DATA FOR THIS EXERCISE:
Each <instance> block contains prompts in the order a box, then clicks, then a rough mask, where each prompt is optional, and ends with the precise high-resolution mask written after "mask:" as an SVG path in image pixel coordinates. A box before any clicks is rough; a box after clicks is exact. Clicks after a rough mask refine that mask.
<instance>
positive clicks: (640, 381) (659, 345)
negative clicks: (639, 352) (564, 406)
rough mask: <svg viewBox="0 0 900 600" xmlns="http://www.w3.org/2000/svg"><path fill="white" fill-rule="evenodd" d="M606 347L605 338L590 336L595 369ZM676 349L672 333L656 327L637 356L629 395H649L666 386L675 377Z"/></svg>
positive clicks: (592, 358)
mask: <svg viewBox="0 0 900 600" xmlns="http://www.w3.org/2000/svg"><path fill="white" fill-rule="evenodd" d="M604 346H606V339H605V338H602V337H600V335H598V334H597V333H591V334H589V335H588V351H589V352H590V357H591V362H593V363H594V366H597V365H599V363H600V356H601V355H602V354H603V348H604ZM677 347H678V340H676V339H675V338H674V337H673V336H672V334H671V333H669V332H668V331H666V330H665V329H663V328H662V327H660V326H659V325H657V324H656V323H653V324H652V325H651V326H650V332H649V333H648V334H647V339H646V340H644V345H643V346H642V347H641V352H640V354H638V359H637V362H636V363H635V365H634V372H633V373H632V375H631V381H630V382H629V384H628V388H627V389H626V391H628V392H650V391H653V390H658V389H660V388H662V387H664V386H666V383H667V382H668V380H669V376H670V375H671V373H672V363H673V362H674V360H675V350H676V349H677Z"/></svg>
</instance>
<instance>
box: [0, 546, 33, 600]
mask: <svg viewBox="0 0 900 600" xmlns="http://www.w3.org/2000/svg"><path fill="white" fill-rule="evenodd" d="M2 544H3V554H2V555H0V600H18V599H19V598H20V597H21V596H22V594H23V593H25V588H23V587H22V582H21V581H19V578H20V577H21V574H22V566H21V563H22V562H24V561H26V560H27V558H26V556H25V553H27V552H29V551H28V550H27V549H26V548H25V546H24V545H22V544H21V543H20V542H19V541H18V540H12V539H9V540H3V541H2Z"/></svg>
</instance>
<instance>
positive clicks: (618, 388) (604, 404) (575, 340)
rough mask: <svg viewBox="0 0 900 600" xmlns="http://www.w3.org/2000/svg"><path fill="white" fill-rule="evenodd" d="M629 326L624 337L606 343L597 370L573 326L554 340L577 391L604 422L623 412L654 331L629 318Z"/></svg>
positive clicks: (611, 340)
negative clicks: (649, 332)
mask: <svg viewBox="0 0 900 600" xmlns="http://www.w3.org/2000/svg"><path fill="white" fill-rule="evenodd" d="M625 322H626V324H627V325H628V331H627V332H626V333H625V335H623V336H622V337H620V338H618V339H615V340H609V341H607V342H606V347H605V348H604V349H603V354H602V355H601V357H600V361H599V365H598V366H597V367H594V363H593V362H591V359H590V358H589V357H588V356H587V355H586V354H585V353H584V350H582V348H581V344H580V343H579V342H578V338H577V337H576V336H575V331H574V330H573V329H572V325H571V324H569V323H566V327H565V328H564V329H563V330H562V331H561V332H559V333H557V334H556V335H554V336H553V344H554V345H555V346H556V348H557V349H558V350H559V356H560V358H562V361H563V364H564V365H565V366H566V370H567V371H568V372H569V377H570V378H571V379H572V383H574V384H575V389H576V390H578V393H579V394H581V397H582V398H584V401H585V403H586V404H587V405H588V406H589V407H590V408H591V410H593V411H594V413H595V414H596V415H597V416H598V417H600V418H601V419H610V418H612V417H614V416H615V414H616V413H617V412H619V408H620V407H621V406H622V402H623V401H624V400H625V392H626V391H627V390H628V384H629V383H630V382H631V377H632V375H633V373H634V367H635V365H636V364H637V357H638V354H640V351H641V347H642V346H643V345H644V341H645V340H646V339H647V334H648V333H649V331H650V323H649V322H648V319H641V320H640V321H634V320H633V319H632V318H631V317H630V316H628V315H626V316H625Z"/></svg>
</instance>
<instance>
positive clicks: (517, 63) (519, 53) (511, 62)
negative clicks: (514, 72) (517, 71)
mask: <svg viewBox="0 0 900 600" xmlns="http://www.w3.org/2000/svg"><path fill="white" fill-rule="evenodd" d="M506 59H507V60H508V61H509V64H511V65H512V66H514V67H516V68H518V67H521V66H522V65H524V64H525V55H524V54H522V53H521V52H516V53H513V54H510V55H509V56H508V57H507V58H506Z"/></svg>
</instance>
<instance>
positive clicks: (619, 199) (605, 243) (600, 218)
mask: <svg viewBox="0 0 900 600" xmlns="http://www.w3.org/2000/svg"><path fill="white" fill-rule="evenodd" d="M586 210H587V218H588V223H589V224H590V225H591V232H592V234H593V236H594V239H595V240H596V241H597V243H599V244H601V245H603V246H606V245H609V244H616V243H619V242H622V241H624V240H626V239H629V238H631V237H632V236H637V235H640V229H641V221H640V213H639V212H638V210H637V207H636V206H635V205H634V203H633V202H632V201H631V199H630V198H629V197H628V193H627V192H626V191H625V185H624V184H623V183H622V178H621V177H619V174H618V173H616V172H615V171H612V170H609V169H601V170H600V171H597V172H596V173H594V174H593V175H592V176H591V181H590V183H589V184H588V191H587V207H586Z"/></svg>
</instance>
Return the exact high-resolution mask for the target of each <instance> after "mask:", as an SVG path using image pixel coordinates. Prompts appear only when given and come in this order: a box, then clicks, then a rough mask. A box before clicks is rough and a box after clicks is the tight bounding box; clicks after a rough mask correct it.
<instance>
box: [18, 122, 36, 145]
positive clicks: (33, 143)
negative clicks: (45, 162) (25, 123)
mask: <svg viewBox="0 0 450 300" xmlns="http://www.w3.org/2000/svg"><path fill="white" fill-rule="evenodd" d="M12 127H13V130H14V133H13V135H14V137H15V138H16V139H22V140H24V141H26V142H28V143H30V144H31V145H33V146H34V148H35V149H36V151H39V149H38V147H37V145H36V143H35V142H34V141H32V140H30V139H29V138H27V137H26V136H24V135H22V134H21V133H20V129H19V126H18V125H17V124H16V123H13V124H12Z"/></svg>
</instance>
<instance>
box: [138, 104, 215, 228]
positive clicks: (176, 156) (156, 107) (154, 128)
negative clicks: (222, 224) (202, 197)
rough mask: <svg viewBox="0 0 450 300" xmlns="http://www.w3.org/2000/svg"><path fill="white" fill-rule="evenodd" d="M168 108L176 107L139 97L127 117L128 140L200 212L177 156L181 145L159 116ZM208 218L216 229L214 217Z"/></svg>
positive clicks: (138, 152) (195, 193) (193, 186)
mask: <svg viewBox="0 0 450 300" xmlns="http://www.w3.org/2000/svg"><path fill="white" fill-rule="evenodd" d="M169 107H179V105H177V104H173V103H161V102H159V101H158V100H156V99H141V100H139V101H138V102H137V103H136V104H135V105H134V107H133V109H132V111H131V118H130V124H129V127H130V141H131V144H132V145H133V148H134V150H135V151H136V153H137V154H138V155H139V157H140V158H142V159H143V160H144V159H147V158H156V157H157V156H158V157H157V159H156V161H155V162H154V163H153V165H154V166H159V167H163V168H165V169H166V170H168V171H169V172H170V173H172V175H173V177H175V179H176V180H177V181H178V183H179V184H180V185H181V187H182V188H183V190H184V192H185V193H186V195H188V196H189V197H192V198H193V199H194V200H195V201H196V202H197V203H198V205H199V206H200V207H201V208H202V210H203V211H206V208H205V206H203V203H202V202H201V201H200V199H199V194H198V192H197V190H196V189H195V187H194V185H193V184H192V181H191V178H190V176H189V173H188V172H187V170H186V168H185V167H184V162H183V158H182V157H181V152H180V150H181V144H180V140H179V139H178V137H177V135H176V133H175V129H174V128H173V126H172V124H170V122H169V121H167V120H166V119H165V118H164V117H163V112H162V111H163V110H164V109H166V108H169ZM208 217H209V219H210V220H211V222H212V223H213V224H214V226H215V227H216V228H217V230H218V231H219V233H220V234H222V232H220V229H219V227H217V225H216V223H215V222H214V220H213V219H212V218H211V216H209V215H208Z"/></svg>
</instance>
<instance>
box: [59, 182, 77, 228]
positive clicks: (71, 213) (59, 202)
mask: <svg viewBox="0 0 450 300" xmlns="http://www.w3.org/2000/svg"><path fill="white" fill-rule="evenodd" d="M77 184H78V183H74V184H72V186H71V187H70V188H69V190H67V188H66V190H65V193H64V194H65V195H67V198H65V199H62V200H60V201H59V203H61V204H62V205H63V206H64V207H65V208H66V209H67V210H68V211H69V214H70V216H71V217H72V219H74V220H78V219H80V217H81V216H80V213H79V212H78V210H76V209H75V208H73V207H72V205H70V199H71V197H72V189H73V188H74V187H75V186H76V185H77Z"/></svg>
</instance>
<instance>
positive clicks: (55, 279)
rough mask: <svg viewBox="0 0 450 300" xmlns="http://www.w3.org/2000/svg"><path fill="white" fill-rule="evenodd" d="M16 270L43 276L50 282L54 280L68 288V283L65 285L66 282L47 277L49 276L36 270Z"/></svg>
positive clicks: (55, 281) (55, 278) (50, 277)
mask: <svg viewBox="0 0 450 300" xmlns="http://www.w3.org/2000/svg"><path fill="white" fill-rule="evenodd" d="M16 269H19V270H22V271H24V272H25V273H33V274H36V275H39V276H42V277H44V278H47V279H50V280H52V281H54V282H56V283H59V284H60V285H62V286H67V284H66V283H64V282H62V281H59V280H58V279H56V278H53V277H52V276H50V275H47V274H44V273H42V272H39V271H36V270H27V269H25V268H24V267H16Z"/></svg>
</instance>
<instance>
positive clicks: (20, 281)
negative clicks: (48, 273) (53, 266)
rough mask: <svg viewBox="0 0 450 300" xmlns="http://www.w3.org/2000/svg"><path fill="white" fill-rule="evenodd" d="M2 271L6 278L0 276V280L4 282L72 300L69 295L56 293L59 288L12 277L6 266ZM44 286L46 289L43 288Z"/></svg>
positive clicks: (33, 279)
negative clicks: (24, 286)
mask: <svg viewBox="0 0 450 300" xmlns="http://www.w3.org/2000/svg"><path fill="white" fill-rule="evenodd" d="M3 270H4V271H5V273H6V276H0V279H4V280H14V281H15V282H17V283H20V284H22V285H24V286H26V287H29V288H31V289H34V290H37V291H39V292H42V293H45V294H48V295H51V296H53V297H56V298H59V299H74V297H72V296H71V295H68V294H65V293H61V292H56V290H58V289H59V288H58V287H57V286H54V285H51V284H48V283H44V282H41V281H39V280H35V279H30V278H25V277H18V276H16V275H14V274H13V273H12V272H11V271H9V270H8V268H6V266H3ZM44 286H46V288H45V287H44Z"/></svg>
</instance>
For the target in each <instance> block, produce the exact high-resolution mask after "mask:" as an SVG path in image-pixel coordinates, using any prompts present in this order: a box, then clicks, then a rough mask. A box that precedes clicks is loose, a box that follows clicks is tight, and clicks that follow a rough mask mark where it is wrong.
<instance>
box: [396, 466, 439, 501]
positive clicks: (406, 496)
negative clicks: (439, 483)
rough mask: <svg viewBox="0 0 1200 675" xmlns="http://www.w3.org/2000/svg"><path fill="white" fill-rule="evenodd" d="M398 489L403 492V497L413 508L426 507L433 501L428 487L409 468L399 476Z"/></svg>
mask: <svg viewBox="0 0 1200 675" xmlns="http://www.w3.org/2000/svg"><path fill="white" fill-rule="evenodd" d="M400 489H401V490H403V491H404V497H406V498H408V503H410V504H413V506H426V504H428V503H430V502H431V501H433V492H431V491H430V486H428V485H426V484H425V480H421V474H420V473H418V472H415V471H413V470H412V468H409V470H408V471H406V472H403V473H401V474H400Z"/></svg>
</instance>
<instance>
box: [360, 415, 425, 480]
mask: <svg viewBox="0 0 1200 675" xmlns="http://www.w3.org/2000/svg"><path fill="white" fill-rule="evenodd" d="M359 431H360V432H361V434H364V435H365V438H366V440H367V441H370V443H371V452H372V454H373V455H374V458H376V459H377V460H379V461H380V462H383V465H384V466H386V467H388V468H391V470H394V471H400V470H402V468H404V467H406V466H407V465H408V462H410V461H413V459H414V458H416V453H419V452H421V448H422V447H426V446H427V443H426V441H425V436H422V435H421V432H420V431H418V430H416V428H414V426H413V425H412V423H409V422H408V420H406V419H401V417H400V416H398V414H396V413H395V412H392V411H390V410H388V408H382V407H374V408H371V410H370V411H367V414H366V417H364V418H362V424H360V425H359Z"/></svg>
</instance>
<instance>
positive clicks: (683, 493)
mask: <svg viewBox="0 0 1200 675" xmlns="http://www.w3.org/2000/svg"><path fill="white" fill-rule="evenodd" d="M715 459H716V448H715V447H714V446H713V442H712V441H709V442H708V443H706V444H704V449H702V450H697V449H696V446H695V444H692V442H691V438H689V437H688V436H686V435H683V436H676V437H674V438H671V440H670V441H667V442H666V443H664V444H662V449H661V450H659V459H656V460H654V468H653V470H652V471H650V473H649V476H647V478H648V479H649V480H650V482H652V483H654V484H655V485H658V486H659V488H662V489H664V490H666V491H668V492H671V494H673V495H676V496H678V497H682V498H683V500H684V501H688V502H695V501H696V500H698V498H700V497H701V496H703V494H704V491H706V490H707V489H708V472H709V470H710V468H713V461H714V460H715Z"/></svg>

REQUIRED WORK:
Give back the entries above exactly as they are, from their first line through the line that contains "347L605 338L590 336L595", both included, with nothing else.

YOUR RESPONSE:
Each <instance> block contains prompts in the order a box, then clicks, then a rough mask, where each prompt is optional, and ends with the precise high-resolution mask written after "mask:" as an SVG path in image pixel coordinates. A box before any clicks is rough; a box after clicks is exact. Clicks after a rough mask refine that mask.
<instance>
positive clicks: (640, 381) (659, 345)
negative clicks: (639, 352) (564, 406)
rough mask: <svg viewBox="0 0 900 600" xmlns="http://www.w3.org/2000/svg"><path fill="white" fill-rule="evenodd" d="M606 347L605 338L590 336L595 369ZM676 349L672 333L656 327L637 356L629 395H649L666 386L675 377Z"/></svg>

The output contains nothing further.